• Required work:
**a.** Copy the stretch of the Parkinson's disease metabolomics abstract from "Methods Serum samples" through "gas chromatography/MS (GC/MS).", replacing "Serum" with "Plasma".
**b.** Continue the Parkinson's disease metabolomics abstract from the point at which it ends.

• Passage for review:
Objective The pathogenesis of Parkinson's disease (PD) involves complex interactions between environmental and genetic factors. Metabolomics can shed light on alterations in metabolic pathways in many diseases, including neurodegenerative diseases. In the present study, we attempted to elucidate the candidate metabolic pathway(s) associated with PD.
Methods Serum samples were collected from 35 individuals with idiopathic PD without dementia and 15 healthy age-matched control participants without PD. This analysis used a combination of three independent platforms: ultrahigh-performance liquid chromatography/tandem mass spectrometry (UPLC/MS/MS) optimised for basic species, UPLC/MS/MS optimised for acidic species and gas chromatography/MS (GC/MS).

• Data section:
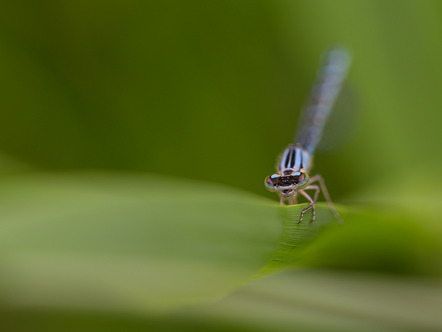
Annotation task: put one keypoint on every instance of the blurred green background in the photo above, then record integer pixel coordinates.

• Numbered answers:
**a.**
Methods Plasma samples were collected from 35 individuals with idiopathic PD without dementia and 15 healthy age-matched control participants without PD. This analysis used a combination of three independent platforms: ultrahigh-performance liquid chromatography/tandem mass spectrometry (UPLC/MS/MS) optimised for basic species, UPLC/MS/MS optimised for acidic species and gas chromatography/MS (GC/MS).

**b.**
Results The metabolomic profiles of PD were clearly different from normal controls. PD profiles had significantly lower levels of tryptophan, caffeine and its metabolites, bilirubin and ergothioneine, and significantly higher levels of levodopa metabolites and biliverdin than those of normal controls. Alterations in the bilirubin/biliverdin ratio and ergothioneine can indicate oxidative stress intensity and may suggest elevated oxidative stress and/or insufficient ability for scavenging free radicals, which could contribute to PD pathogenesis. Decreased serum tryptophan level is associated with psychiatric problems in PD. A decrease in serum caffeine levels is consistent with an inverse association of caffeine consumption with development of PD based on past epidemiological studies.
Conclusions Metabolomic analysis detected biomarkers associated with PD pathogenesis and disease progression. Since critical metabolic biomarkers need to be identified in PD, future studies should include assay validation and replication in independent cohorts.